## Text segment:
________________
How to fix hidden flakes when retries make failures "pass" in Playwright?

Playwright retries are designed to improve stability for genuinely intermittent conditions — network latency, slow CI machines, external service variability. But when retries mask underlying test logic bugs or fragile selectors, they create a false sense of reliability. A test that passes on the second attempt every time appears green in reports, but the first-attempt failure means real bugs could be slipping through. Retries should reduce noise, not hide problems.

Common mistake

// playwright.config.ts
export default defineConfig({
  retries: 3, // High retry count — obscures consistent first-attempt failures
});

// Test with a fragile selector that consistently fails on first attempt
test('closes modal', async ({ page }) => {
  await page.goto('/dashboard');
  await page.locator('.modal-close-btn').click(); // Fails first attempt when modal hasn't opened yet
});

If the modal takes 200ms to open and the retry adds 30 seconds, the test is technically "passing" but burning 30 seconds per run masking a missing await expect(modal).toBeVisible().
________________
## Check your understanding:
A. Reproduce the part of the text on Playwright retries between "Common mistake" and "missing await expect(modal).toBeVisible().", inclusive.
B. Summarize the text on Playwright retries in two sentences.
C. In the text on Playwright retries, which intermittent conditions are retries designed to handle?
The data that comes next is separate material with no connection to the text on Playwright retries.

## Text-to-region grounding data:
________________
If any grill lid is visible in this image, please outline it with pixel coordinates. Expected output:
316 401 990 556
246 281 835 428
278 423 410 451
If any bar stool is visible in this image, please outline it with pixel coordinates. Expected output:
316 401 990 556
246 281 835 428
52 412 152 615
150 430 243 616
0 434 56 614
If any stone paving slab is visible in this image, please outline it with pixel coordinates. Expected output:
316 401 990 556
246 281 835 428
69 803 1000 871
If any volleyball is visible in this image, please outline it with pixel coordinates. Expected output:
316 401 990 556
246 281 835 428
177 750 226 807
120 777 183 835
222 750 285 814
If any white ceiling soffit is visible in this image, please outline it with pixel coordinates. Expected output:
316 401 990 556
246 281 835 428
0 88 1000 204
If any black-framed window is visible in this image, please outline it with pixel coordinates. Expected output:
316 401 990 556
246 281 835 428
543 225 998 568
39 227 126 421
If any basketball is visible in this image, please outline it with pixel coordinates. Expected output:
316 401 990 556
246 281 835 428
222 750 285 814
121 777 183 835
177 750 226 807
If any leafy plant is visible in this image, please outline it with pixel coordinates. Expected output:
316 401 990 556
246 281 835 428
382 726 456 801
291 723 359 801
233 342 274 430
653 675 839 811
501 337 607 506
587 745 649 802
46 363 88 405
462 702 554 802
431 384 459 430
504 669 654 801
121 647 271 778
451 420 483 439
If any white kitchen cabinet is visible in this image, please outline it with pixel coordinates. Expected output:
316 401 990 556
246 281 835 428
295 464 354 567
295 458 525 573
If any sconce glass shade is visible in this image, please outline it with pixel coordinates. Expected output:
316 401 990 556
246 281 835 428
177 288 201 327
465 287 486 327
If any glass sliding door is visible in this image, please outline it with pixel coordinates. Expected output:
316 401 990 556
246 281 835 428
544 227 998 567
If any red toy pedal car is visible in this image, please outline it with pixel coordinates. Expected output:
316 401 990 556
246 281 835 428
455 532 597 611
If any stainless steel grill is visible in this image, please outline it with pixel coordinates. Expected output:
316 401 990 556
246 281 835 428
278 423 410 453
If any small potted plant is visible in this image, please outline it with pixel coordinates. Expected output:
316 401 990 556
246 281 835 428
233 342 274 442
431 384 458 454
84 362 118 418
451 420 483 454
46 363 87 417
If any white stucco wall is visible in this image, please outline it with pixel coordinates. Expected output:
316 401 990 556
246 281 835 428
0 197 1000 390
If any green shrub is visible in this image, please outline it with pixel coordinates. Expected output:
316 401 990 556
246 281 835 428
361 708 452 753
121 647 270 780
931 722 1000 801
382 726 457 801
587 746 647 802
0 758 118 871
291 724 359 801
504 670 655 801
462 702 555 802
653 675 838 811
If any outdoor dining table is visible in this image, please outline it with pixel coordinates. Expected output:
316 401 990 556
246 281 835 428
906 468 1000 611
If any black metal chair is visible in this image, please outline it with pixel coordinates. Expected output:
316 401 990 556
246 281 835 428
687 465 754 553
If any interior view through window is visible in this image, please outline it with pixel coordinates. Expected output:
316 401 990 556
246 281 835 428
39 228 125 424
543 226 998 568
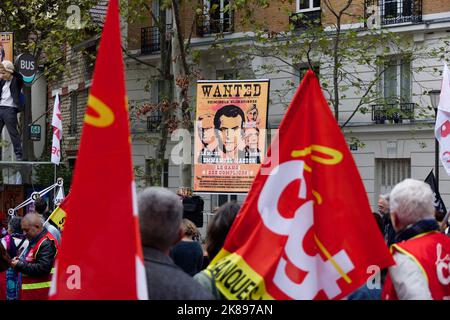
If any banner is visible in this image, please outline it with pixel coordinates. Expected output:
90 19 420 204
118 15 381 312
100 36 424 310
0 32 14 63
194 80 269 193
434 64 450 176
48 195 70 231
50 0 148 300
51 93 63 165
208 70 394 300
425 170 447 213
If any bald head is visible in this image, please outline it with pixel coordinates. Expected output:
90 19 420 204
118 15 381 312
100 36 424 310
22 213 44 240
138 187 183 252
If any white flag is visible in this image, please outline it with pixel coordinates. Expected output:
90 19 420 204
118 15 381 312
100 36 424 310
434 64 450 176
52 93 62 165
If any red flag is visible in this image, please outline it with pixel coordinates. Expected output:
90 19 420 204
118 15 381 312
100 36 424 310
50 0 147 299
208 71 394 299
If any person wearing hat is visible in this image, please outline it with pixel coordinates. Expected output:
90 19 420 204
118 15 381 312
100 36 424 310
0 60 24 161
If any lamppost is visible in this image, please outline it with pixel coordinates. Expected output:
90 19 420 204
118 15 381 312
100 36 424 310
428 90 441 192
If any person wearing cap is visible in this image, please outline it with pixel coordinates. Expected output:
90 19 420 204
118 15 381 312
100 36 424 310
0 60 24 161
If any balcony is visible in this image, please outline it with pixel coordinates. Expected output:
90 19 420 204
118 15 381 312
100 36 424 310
289 9 322 30
365 0 422 25
370 103 415 124
141 24 172 54
197 12 234 37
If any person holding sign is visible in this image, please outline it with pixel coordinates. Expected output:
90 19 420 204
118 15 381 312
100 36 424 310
0 60 24 161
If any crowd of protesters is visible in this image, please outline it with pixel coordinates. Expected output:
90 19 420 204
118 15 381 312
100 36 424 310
0 179 450 300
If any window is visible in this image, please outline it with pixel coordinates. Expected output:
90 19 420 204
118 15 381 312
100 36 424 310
384 0 413 19
294 64 320 87
376 0 423 25
69 91 78 135
297 0 320 12
383 58 411 103
147 80 164 132
199 0 233 35
145 159 169 188
216 69 238 80
375 158 411 198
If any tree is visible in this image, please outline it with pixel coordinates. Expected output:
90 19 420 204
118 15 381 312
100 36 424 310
127 0 196 187
211 0 449 128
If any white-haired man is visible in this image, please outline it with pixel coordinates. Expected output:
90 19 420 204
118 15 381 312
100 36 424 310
0 60 24 161
382 179 450 300
138 187 213 300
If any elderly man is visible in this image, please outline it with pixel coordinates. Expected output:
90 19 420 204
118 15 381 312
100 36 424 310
138 187 212 300
382 179 450 300
0 60 24 161
11 213 59 300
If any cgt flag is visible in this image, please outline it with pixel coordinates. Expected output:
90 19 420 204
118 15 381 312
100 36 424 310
50 0 147 300
208 70 394 300
425 170 447 213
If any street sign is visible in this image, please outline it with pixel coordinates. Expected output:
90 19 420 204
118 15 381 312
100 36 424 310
16 53 37 84
30 124 41 141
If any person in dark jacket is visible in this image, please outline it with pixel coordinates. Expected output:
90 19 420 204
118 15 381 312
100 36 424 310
11 213 56 277
170 219 203 276
194 201 241 300
11 213 59 300
378 194 395 247
138 187 213 300
0 60 24 161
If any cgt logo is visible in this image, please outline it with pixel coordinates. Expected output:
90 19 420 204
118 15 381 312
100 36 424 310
441 120 450 138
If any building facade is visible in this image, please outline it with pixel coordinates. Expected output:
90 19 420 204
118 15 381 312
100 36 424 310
51 0 450 229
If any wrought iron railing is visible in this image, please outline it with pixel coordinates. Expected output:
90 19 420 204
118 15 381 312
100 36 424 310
147 110 162 132
371 103 415 124
365 0 422 25
141 24 172 54
289 9 322 30
197 11 234 37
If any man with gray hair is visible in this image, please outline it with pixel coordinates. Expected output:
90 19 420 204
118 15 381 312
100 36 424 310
138 187 212 300
382 179 450 300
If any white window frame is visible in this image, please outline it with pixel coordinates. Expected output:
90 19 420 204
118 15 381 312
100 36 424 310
295 0 320 12
203 0 230 21
381 57 412 102
380 0 412 17
375 158 411 204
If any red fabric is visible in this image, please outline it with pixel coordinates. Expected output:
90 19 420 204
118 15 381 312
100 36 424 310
20 232 59 300
382 233 450 300
0 272 6 301
50 0 145 300
220 70 394 299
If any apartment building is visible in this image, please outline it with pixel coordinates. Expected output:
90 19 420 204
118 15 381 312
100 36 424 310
49 0 450 218
126 0 450 216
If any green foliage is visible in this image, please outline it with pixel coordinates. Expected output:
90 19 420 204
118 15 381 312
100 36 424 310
0 0 100 79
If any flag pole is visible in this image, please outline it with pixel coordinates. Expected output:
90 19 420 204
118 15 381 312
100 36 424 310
53 163 57 210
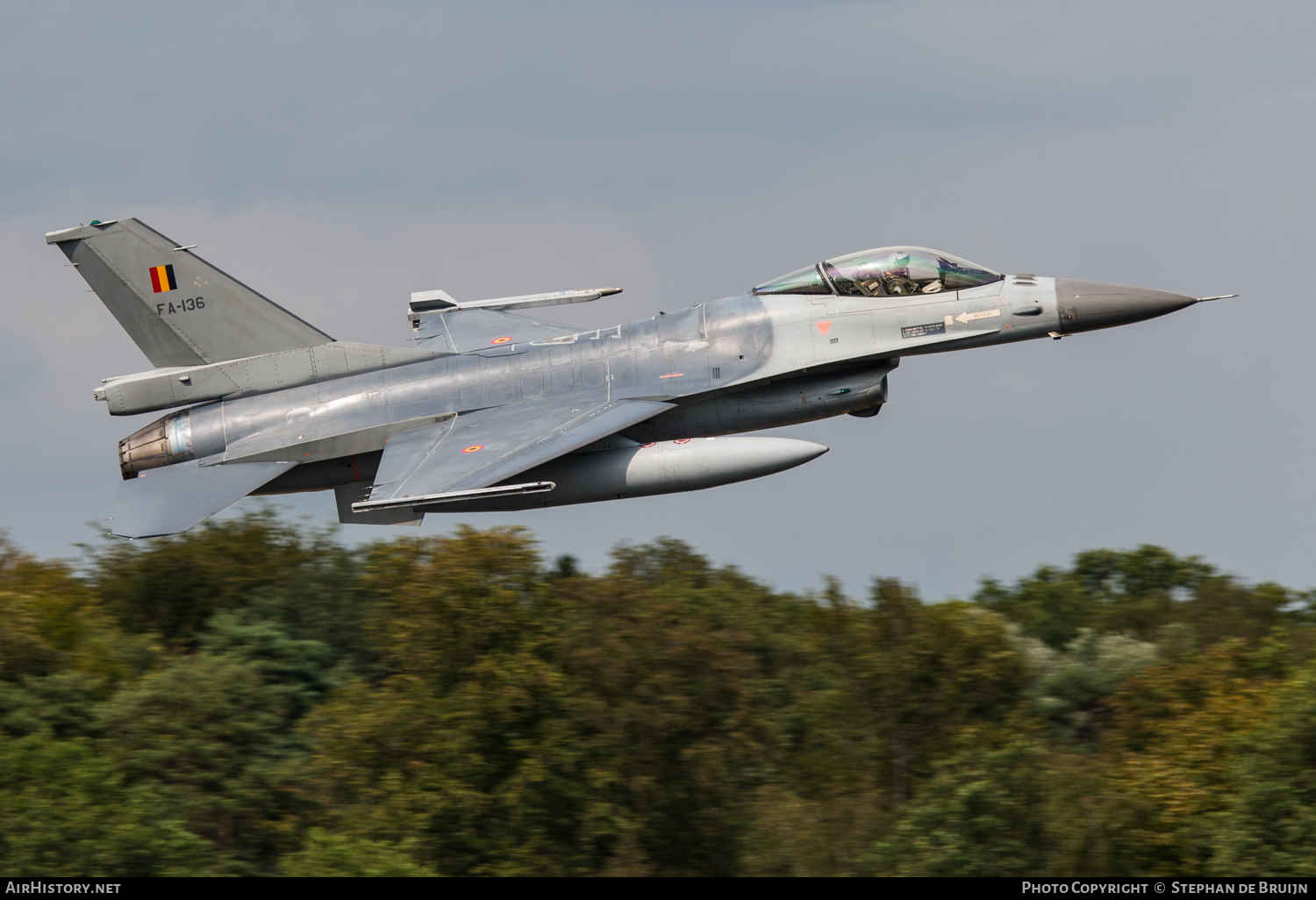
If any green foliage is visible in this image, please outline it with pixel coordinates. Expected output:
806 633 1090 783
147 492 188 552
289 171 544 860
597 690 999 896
0 732 208 876
1026 628 1157 744
0 513 1316 876
279 828 434 878
866 724 1050 876
1215 666 1316 878
974 545 1310 650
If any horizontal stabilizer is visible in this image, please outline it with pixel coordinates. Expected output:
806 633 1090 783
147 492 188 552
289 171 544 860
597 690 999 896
113 458 297 537
352 482 557 513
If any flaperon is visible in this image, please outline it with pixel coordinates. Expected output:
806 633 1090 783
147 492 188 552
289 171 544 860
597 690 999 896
46 218 1232 537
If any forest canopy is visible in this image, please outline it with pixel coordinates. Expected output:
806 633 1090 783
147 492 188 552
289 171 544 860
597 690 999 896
0 512 1316 875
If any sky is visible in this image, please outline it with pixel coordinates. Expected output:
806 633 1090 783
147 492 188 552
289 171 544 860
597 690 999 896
0 0 1316 599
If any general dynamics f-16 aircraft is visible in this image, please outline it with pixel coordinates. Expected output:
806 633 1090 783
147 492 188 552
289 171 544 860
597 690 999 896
46 218 1234 537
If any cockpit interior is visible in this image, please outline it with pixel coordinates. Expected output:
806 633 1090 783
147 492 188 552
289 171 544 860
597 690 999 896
755 247 1005 297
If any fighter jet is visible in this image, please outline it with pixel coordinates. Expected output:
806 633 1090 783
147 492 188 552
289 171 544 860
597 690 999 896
46 218 1234 539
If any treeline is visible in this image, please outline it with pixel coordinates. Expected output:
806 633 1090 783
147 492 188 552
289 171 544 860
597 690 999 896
0 515 1316 875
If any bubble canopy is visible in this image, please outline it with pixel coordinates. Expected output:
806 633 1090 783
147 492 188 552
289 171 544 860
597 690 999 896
755 247 1005 297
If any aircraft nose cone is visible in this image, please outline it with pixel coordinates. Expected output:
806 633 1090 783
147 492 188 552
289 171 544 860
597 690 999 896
1055 278 1198 333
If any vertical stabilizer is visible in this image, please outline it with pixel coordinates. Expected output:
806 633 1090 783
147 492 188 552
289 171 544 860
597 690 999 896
46 218 333 366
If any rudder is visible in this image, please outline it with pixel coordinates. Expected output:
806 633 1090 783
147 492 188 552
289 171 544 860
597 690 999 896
46 218 333 368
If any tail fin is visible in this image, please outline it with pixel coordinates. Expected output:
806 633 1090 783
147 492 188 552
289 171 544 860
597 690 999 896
46 218 333 366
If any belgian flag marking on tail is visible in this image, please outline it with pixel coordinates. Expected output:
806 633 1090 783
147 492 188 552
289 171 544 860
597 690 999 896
152 266 178 294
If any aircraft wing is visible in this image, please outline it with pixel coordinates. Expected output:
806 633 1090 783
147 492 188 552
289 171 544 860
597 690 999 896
352 397 674 512
416 310 576 353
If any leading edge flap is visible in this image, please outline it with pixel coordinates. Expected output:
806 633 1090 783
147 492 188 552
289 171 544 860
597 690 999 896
112 458 297 539
353 400 674 510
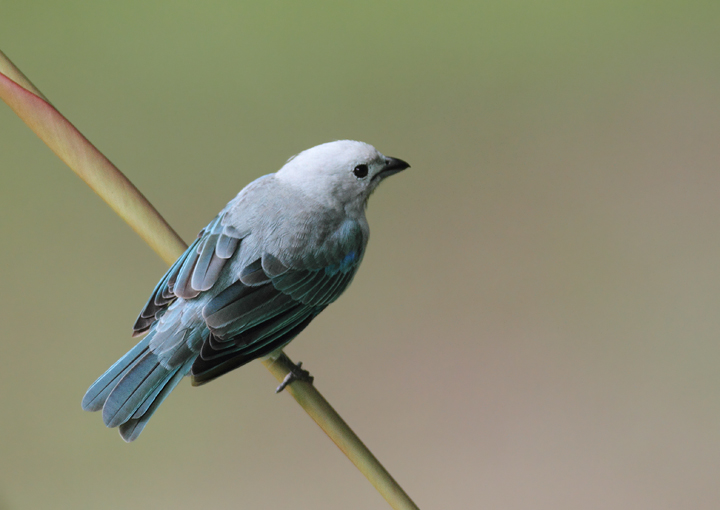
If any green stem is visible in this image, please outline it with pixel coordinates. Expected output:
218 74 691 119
0 51 417 510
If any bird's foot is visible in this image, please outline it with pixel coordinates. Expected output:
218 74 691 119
275 361 315 393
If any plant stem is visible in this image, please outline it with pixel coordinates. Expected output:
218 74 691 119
0 51 417 510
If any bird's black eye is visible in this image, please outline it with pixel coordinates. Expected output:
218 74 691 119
353 165 367 179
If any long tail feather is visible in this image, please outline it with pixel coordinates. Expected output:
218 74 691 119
82 334 153 411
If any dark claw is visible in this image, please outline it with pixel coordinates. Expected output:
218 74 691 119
275 361 315 393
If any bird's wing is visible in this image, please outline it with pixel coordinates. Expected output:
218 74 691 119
192 239 362 385
133 208 245 336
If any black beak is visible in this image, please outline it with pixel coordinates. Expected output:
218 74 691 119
377 157 410 178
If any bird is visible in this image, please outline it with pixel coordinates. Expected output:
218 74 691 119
82 140 410 442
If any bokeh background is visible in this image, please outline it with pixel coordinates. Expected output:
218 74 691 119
0 0 720 510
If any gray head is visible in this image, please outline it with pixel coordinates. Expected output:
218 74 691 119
276 140 410 212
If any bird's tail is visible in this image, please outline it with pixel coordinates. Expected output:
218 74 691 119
82 332 196 442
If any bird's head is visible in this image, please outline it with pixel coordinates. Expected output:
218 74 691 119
276 140 410 213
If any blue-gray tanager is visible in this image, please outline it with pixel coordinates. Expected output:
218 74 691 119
82 140 409 442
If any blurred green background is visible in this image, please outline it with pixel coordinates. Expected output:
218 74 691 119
0 0 720 510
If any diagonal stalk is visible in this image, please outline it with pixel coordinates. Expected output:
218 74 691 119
0 51 417 510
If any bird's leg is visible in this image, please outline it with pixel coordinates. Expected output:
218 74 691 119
275 361 315 393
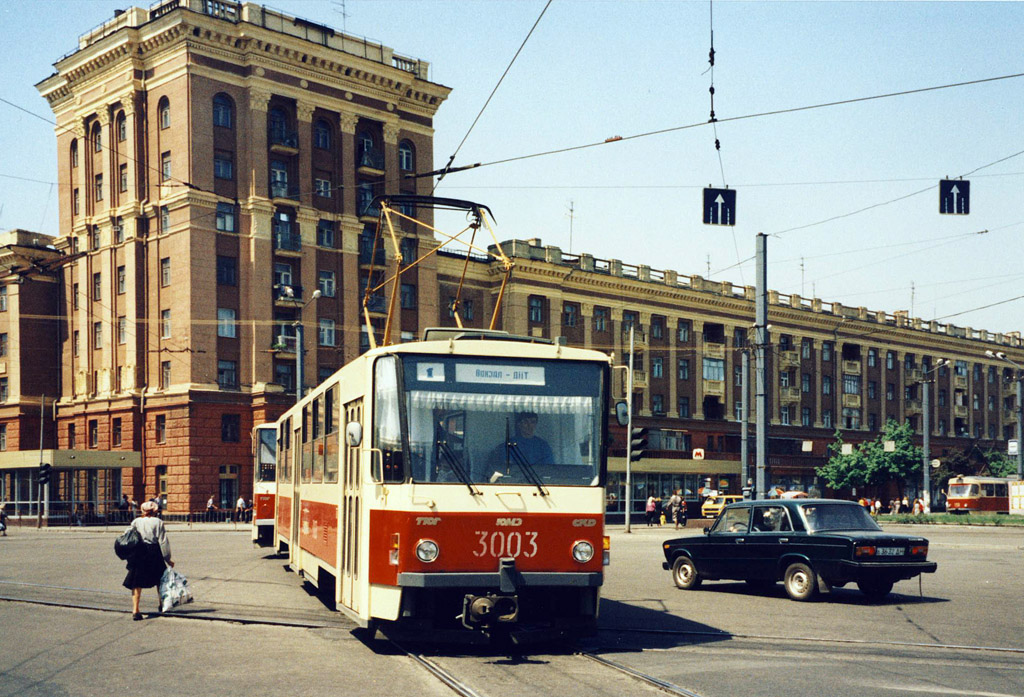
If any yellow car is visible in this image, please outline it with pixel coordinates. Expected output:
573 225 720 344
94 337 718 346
700 494 743 518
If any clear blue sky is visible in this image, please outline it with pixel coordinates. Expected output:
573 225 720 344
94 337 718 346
0 0 1024 332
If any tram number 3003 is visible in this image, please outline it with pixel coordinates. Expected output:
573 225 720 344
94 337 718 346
473 530 538 559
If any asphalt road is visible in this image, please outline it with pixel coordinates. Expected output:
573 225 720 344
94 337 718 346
0 519 1024 697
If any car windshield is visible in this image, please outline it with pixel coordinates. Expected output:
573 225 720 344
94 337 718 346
800 504 882 532
375 354 604 486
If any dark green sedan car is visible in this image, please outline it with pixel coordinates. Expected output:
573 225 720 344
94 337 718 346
663 498 937 600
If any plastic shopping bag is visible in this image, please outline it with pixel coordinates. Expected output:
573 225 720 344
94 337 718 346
160 567 193 612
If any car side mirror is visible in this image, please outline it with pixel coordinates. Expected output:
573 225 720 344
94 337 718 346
615 402 630 426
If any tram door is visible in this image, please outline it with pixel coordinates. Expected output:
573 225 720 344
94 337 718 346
341 399 362 612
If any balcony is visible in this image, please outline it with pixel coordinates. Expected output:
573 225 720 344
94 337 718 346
701 380 725 397
356 147 384 175
273 284 302 305
703 341 725 359
633 371 647 392
270 181 300 201
267 128 299 155
778 351 800 368
273 229 302 253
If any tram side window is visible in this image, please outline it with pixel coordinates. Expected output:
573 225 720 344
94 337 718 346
374 356 406 482
324 385 341 482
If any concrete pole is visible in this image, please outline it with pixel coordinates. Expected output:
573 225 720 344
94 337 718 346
754 232 768 498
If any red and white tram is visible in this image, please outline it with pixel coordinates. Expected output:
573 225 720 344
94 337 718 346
252 424 278 544
946 475 1016 514
276 330 610 636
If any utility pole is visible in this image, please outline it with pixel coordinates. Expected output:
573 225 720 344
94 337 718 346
754 232 768 498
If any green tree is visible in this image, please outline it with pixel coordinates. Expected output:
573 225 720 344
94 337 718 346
817 421 922 491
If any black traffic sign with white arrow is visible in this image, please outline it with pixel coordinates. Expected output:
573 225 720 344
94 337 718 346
939 179 971 215
703 188 736 225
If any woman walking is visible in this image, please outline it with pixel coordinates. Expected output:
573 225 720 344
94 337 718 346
122 500 174 620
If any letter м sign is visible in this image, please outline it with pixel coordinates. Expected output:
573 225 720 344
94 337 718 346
939 179 971 215
703 188 736 225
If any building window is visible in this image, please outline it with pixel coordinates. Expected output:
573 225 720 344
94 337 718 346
528 296 544 322
217 256 239 286
213 150 234 179
317 319 335 346
702 358 725 380
213 94 234 128
400 284 416 310
313 119 331 150
316 220 335 248
217 360 239 390
562 303 580 326
217 307 239 339
650 394 665 415
398 140 416 172
317 271 337 296
220 413 242 443
160 97 171 129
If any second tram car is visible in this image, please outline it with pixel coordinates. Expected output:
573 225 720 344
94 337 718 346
946 475 1014 514
252 424 278 544
275 330 610 637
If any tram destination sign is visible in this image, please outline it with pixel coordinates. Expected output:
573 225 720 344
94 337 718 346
455 363 547 386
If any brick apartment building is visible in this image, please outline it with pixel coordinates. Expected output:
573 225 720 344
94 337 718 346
0 0 1024 513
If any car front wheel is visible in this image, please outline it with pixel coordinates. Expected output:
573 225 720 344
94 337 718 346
784 562 818 601
672 557 700 591
857 578 893 600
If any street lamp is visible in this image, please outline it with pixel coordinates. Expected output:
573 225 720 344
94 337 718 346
919 358 949 513
985 351 1024 479
292 289 321 402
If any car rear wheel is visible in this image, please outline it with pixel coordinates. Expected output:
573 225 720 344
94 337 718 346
857 578 893 600
784 562 818 601
672 556 700 591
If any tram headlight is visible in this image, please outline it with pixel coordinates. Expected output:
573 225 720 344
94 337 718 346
572 539 594 564
416 539 440 564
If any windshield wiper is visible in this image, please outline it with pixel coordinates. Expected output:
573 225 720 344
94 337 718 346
505 420 548 496
437 438 480 496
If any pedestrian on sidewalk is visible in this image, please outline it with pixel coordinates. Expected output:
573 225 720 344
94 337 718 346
122 500 174 620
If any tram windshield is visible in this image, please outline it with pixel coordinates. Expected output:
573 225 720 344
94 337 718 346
256 428 278 482
374 355 604 486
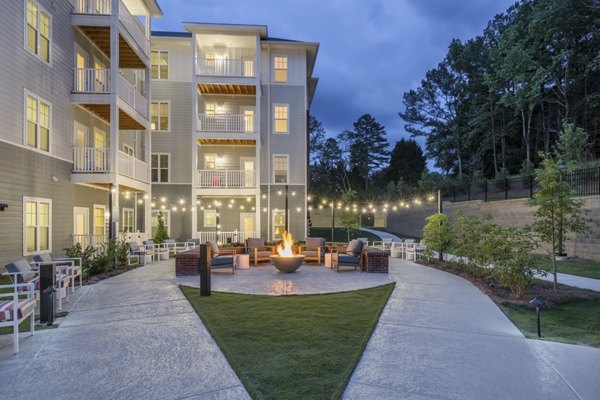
________________
## Expected responses:
A.
Common mistake

// playwright.config.ts
export default defineConfig({
  retries: 3, // High retry count — obscures consistent first-attempt failures
});

// Test with a fragile selector that consistently fails on first attempt
test('closes modal', async ({ page }) => {
  await page.goto('/dashboard');
  await page.locator('.modal-close-btn').click(); // Fails first attempt when modal hasn't opened yet
});

If the modal takes 200ms to open and the retry adds 30 seconds, the test is technically "passing" but burning 30 seconds per run masking a missing await expect(modal).toBeVisible().

B. Playwright retries are meant to improve stability for genuinely intermittent conditions, but when they mask test logic bugs or fragile selectors they create a false sense of reliability, because a test that passes on its second attempt appears green while real bugs could slip through. The example shows a config with three retries and a test whose modal-close click fails on the first attempt, burning 30 seconds per run to mask a missing await expect(modal).toBeVisible().

C. Network latency, slow CI machines, and external service variability.